(Provided data begins)

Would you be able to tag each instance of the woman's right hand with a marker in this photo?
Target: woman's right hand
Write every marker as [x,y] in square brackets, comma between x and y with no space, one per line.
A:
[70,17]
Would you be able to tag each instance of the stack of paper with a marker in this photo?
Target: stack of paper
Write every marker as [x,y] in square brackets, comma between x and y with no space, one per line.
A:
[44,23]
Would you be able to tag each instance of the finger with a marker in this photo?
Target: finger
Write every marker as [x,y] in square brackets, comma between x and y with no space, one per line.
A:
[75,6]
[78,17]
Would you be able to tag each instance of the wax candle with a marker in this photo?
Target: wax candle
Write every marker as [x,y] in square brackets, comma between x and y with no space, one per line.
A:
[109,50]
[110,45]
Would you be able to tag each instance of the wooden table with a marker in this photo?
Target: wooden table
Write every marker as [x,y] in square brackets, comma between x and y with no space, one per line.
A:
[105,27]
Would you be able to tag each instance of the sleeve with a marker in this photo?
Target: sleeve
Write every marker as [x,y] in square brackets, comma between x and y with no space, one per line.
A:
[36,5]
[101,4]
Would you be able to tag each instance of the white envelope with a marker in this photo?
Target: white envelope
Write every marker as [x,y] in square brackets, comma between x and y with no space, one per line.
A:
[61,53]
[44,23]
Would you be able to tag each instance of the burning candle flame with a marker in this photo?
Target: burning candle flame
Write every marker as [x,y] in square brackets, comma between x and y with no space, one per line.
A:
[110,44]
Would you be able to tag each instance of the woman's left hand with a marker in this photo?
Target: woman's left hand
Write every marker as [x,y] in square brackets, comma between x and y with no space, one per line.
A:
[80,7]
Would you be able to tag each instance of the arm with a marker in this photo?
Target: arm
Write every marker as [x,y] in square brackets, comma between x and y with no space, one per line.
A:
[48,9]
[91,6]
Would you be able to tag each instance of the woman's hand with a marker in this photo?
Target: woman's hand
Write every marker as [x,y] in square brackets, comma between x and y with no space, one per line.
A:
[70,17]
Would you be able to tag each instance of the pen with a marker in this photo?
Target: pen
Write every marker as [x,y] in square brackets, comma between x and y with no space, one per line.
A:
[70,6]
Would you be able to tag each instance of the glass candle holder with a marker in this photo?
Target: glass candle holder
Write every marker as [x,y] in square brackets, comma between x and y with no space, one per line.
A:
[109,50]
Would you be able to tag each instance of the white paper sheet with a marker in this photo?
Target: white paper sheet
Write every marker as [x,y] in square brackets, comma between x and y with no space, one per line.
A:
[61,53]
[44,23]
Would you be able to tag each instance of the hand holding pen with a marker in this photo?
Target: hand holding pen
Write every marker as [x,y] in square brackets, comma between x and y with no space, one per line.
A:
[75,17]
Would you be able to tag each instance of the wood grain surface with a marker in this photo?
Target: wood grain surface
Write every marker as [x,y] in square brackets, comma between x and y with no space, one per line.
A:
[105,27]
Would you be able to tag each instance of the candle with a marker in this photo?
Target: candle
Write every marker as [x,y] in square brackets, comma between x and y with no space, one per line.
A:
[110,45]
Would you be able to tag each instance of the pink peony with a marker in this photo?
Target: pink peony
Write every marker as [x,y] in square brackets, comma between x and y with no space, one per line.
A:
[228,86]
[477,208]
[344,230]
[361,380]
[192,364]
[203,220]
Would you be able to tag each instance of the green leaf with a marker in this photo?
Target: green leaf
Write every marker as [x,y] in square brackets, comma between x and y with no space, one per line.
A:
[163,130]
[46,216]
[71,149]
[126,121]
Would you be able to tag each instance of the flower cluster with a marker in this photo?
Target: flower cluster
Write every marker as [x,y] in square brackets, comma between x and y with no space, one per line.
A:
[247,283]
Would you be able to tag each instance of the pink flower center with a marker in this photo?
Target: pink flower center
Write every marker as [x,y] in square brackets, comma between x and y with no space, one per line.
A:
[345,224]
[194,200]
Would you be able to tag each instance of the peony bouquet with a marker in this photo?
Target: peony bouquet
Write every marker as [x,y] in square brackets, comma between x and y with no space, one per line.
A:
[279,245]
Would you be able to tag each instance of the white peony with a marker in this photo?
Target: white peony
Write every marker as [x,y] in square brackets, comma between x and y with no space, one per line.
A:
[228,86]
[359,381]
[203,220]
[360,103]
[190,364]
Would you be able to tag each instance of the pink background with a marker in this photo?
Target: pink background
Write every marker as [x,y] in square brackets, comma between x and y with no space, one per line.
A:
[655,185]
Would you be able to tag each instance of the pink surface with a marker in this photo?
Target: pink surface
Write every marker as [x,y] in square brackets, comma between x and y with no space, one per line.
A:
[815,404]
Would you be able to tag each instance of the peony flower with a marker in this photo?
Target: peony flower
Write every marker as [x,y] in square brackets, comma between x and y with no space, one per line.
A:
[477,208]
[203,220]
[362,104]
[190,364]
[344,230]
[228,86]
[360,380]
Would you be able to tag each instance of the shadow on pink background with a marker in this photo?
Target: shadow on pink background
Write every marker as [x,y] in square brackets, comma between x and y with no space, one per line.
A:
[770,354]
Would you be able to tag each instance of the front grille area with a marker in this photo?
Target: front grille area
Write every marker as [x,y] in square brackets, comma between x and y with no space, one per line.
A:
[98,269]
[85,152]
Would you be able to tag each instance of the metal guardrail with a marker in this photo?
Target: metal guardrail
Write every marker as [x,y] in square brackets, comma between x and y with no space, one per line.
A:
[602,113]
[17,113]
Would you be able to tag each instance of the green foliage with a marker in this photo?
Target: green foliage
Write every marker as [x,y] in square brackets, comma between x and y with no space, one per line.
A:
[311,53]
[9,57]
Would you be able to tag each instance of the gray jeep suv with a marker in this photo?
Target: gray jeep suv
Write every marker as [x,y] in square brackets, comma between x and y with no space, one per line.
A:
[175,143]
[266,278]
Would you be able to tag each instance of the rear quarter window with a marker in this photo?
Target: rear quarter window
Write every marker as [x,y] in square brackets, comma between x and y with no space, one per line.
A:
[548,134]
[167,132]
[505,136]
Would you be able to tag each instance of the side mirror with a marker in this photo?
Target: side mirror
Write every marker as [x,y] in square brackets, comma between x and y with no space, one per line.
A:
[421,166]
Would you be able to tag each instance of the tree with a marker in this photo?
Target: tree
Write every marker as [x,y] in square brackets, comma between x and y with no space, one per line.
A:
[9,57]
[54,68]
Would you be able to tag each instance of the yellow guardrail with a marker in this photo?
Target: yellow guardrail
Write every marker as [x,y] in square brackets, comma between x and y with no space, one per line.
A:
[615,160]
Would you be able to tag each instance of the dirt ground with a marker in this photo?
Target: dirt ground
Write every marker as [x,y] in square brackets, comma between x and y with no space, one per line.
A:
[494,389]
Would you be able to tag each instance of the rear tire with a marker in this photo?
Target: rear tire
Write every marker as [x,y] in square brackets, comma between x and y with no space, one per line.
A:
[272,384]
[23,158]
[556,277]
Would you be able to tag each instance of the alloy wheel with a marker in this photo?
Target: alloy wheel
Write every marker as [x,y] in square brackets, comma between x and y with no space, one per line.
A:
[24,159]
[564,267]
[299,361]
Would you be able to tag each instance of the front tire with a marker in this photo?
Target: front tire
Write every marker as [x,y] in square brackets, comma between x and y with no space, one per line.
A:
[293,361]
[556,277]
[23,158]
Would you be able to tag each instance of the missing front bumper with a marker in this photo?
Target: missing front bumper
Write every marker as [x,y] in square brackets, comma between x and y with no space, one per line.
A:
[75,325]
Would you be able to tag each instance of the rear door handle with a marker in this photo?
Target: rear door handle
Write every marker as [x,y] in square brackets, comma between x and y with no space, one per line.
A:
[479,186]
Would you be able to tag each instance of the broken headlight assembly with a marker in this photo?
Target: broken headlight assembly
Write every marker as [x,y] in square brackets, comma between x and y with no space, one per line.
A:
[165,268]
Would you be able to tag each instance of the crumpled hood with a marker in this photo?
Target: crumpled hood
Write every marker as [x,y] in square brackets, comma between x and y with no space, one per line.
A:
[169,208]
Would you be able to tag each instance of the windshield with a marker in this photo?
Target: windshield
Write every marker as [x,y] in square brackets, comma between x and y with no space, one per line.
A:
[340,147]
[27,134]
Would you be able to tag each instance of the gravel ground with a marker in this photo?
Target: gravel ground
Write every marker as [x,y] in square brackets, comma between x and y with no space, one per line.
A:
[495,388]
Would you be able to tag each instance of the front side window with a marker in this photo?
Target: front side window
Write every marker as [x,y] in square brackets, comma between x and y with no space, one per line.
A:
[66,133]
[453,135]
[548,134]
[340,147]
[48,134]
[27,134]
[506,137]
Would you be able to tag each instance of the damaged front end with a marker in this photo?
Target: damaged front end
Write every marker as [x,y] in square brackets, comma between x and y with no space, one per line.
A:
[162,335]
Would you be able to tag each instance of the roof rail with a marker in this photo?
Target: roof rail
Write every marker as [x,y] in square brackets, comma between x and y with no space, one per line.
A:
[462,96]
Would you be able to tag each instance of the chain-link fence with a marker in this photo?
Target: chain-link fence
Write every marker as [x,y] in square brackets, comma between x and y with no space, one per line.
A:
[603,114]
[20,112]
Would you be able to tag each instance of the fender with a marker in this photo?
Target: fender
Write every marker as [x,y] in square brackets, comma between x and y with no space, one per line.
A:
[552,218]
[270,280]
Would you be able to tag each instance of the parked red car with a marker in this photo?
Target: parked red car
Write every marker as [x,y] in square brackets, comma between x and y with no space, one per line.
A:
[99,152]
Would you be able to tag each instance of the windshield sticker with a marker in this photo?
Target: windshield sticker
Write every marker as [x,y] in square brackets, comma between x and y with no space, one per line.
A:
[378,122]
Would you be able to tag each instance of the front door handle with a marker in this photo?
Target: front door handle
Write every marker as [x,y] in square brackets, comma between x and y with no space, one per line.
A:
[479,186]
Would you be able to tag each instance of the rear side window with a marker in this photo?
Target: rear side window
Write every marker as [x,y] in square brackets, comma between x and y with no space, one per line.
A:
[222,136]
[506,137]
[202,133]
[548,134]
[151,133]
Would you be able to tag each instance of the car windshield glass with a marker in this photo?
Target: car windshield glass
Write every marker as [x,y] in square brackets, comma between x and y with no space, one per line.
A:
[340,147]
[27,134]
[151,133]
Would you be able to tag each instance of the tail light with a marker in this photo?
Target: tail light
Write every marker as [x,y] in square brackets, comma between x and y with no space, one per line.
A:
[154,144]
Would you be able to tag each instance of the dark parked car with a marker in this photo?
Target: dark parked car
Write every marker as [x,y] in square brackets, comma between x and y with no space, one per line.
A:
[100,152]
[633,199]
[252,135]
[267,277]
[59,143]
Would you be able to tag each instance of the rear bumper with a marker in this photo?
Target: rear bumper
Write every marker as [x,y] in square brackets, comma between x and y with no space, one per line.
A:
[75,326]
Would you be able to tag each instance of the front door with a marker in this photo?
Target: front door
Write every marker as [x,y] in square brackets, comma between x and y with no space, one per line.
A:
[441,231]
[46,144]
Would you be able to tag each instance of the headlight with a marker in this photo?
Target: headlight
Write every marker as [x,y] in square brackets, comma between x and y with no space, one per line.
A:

(Provided data ends)

* **What to do**:
Return nothing but the lines from the top of the records above through the line that has "Target: white envelope". Keep each one exact.

* **Reply**:
Would you be able to tag each instance of the woman's right hand with a marker in this photo?
Target: woman's right hand
Write every marker as [x,y] in square brackets, comma between x and y with no space, one per line.
A:
[70,17]
Would you be able to tag each instance of the stack of paper with a marker in this photo?
Target: stack of paper
Write every marker as [x,y] in square brackets, comma between x and y with no space, one per line.
A:
[44,23]
Would you be able to tag each instance of the finger with a marker in this photo?
Target: finger
Write every marker as [x,y] in square brackets, comma between x and y with no space, one per line.
A:
[75,6]
[78,17]
Would you be able to tag each instance of the wax candle with a marker in this photo?
Target: wax candle
Write every marker as [x,y] in square brackets, comma between x and y with no space, one per line.
A:
[109,50]
[110,45]
Would you be able to tag each instance of the wooden table with a marker in this photo?
Target: wooden table
Write every marker as [x,y] in square brackets, comma between x and y with no space, one per line.
A:
[105,27]
Would you be able to tag each instance of the sleeve with a marker in this photo?
Target: sleeve
Write every marker as [x,y] in square brackets, comma between x and y with no space, one per line.
A:
[36,5]
[101,4]
Would you be able to tag each instance of the white envelope with a marker in this photo?
Target: white envelope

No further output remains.